REQUIREMENTS:
Copy word for word the lines of the records below, starting at the line that contains "Indicate the brick" and ending at the final line of the records, both included.

DATASET RECORDS:
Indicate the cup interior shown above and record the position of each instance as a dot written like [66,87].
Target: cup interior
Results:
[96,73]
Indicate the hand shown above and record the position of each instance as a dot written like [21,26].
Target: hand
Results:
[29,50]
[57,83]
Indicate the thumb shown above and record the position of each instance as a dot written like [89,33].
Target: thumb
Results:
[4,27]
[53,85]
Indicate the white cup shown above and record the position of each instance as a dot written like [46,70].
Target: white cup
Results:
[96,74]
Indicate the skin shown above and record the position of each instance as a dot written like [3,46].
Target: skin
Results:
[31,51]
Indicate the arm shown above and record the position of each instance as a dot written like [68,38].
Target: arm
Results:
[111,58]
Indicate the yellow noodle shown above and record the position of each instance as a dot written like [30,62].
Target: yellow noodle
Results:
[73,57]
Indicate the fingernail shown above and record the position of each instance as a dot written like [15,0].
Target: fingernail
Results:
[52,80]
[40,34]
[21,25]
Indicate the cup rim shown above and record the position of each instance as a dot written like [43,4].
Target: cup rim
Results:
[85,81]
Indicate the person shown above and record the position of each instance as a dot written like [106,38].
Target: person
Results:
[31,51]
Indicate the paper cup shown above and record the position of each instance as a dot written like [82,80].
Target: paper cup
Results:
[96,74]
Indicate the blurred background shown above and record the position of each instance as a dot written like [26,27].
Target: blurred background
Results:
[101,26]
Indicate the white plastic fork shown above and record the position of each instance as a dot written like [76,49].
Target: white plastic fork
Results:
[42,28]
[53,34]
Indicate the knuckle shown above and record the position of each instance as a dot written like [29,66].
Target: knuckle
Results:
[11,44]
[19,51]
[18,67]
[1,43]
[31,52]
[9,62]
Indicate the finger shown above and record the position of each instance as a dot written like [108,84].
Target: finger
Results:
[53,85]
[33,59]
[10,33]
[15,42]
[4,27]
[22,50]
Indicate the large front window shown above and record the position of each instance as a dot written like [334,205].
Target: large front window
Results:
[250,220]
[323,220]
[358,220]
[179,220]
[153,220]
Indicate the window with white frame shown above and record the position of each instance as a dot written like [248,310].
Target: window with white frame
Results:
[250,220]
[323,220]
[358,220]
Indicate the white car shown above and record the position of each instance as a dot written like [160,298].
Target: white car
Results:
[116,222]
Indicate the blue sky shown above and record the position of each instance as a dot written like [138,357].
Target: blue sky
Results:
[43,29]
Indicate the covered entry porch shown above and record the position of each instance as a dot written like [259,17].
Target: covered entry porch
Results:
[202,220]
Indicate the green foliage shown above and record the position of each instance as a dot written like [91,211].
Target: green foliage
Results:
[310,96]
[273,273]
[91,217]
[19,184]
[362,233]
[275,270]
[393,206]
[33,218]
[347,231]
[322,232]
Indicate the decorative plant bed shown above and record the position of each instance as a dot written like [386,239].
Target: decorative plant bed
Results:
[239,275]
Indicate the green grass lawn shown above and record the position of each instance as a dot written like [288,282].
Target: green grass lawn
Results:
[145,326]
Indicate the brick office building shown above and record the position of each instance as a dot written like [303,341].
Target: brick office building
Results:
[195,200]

RESPONSE TO THE EXERCISE:
Indicate the brick office building shown above and record the position of each instance as a dot written like [303,341].
Target: brick office building
Results:
[195,200]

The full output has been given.